▶ **Work request**: Some lines in the records below may hold the word "gray"; give the number of those lines and nothing else.
Top of Data to examine
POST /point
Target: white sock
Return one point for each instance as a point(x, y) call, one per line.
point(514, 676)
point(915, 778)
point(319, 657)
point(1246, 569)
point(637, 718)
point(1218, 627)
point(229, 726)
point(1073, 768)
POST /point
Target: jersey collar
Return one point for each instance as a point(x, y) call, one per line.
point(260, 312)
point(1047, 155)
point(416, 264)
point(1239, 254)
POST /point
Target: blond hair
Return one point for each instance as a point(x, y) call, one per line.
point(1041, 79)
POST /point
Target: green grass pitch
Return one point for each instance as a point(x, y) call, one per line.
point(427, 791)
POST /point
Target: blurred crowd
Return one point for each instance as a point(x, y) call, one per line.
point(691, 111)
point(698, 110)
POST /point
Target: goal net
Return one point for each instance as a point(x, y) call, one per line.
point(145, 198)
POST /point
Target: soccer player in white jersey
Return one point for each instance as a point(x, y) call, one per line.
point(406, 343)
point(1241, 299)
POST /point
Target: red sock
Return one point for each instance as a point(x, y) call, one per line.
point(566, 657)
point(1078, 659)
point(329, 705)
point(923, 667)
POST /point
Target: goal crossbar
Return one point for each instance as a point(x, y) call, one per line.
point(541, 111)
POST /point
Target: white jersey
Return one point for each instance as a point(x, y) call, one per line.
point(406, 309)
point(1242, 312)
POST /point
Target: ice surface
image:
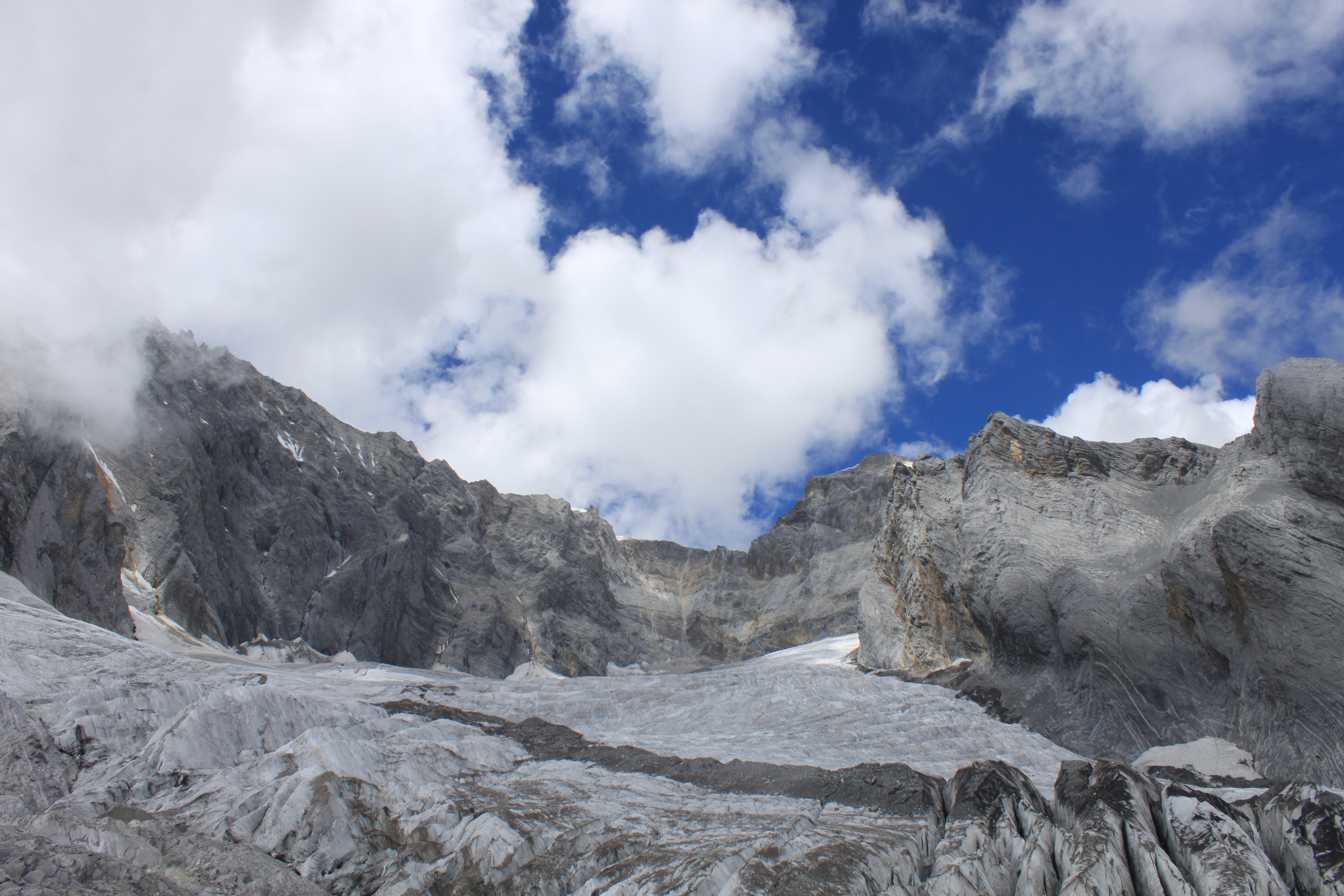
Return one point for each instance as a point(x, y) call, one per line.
point(1207, 757)
point(803, 706)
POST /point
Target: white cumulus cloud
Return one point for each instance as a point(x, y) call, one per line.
point(1107, 412)
point(326, 189)
point(669, 379)
point(1174, 70)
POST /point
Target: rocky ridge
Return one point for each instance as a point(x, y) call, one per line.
point(242, 510)
point(1121, 596)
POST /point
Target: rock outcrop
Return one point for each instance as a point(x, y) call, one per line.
point(150, 772)
point(1121, 596)
point(246, 514)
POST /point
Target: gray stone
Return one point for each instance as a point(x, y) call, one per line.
point(1120, 597)
point(249, 515)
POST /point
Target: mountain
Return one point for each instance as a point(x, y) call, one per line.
point(242, 510)
point(253, 651)
point(132, 769)
point(1116, 597)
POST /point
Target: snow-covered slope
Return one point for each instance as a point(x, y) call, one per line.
point(182, 769)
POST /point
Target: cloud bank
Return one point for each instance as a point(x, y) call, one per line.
point(1107, 412)
point(327, 189)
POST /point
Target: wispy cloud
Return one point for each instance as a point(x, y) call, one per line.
point(1259, 303)
point(1175, 72)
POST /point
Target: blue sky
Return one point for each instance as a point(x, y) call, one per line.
point(673, 257)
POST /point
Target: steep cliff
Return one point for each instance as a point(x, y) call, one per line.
point(242, 508)
point(1119, 597)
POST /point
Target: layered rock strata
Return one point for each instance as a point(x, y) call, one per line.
point(1121, 596)
point(246, 514)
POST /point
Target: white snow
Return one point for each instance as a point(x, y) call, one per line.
point(803, 706)
point(291, 445)
point(107, 472)
point(1207, 757)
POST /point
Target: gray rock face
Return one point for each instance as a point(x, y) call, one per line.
point(798, 582)
point(248, 511)
point(60, 531)
point(1120, 597)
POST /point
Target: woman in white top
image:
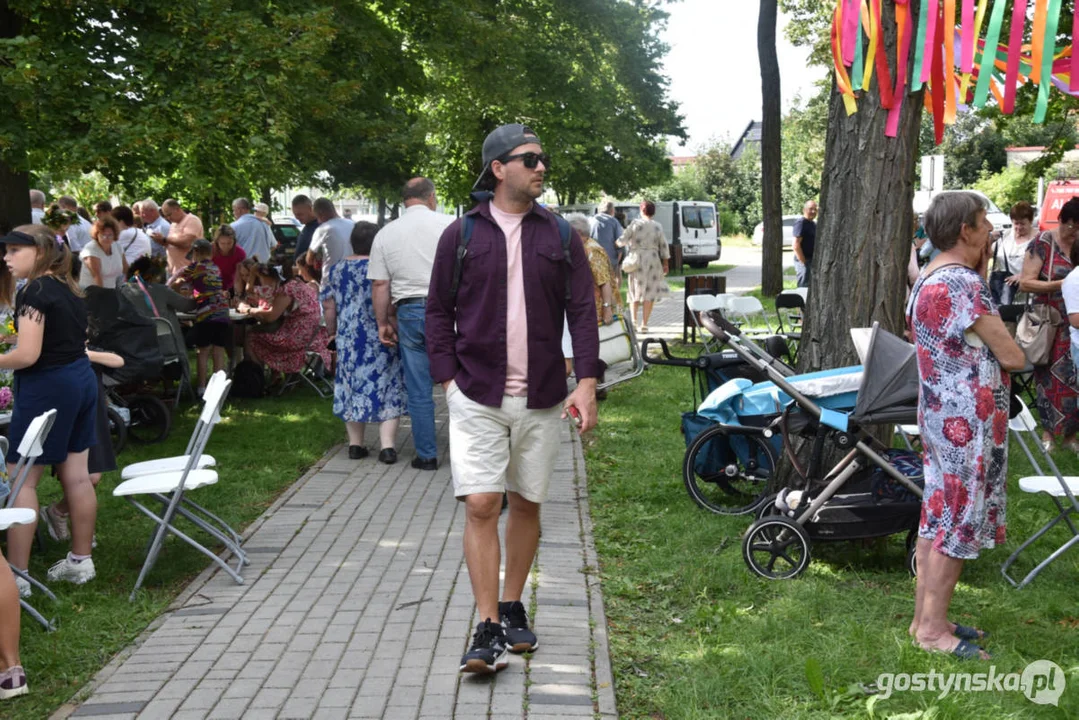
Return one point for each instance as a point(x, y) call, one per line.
point(103, 261)
point(1009, 253)
point(134, 242)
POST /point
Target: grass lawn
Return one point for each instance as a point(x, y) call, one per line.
point(694, 635)
point(262, 446)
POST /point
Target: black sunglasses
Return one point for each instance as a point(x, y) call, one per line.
point(530, 160)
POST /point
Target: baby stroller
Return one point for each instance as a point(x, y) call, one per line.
point(726, 467)
point(873, 491)
point(115, 326)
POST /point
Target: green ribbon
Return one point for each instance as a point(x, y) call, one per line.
point(858, 69)
point(989, 53)
point(1049, 50)
point(919, 48)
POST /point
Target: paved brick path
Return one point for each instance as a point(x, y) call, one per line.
point(357, 605)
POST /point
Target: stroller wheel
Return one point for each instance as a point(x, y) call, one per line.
point(776, 547)
point(726, 470)
point(150, 419)
point(118, 430)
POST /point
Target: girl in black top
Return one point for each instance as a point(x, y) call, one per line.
point(52, 371)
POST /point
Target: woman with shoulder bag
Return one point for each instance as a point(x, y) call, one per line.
point(1008, 254)
point(1047, 263)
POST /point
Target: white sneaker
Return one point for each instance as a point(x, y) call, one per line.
point(71, 571)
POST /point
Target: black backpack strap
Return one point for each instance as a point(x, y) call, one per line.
point(563, 231)
point(466, 226)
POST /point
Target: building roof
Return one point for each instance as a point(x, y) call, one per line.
point(750, 135)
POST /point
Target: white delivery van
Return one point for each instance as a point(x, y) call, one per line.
point(692, 223)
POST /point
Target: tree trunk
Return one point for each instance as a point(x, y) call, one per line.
point(864, 231)
point(14, 184)
point(772, 260)
point(14, 198)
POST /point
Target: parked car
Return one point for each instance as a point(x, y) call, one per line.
point(286, 233)
point(789, 221)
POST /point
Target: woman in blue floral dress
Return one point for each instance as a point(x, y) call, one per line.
point(965, 354)
point(369, 385)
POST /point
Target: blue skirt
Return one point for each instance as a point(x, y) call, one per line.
point(72, 391)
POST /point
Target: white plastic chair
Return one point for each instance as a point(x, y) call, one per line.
point(169, 489)
point(177, 463)
point(30, 448)
point(697, 304)
point(1052, 484)
point(743, 307)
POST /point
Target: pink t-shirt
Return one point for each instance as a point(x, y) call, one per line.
point(177, 256)
point(517, 326)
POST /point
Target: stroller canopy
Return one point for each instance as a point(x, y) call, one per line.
point(889, 388)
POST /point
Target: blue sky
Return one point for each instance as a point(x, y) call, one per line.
point(713, 68)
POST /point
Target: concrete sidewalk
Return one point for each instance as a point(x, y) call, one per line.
point(357, 605)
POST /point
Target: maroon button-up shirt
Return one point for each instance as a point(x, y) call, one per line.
point(466, 340)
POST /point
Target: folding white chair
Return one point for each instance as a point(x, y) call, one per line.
point(177, 463)
point(1054, 485)
point(30, 448)
point(171, 488)
point(697, 304)
point(743, 307)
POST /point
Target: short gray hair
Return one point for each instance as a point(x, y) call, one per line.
point(418, 188)
point(946, 215)
point(579, 222)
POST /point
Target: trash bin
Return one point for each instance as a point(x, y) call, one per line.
point(698, 285)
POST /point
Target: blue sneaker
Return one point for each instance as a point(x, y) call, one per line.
point(516, 623)
point(488, 652)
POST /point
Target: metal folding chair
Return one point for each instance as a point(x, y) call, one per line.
point(30, 448)
point(743, 307)
point(697, 304)
point(1052, 484)
point(171, 488)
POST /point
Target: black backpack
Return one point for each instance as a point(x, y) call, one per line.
point(248, 380)
point(466, 227)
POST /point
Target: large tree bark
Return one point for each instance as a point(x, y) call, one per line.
point(14, 182)
point(772, 260)
point(864, 231)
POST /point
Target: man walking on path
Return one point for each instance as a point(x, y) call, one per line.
point(401, 259)
point(499, 295)
point(331, 240)
point(253, 235)
point(805, 241)
point(605, 230)
point(303, 212)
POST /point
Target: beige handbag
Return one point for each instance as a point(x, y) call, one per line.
point(1036, 331)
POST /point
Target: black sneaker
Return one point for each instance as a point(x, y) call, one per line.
point(516, 623)
point(488, 652)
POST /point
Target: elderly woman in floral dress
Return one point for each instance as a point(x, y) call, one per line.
point(964, 355)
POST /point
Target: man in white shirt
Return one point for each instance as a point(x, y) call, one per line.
point(134, 242)
point(37, 206)
point(253, 235)
point(331, 239)
point(153, 222)
point(401, 258)
point(78, 234)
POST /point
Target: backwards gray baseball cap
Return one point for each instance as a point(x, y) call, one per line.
point(501, 141)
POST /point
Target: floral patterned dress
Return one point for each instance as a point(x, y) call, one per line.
point(285, 349)
point(646, 239)
point(369, 385)
point(1056, 397)
point(963, 415)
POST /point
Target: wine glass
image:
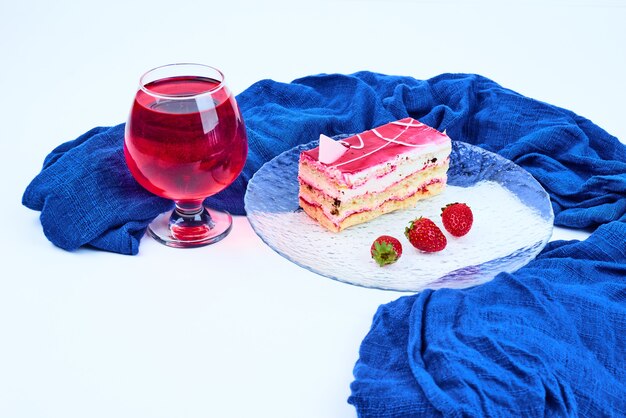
Bottom of Data to examine
▶ **Output**: 4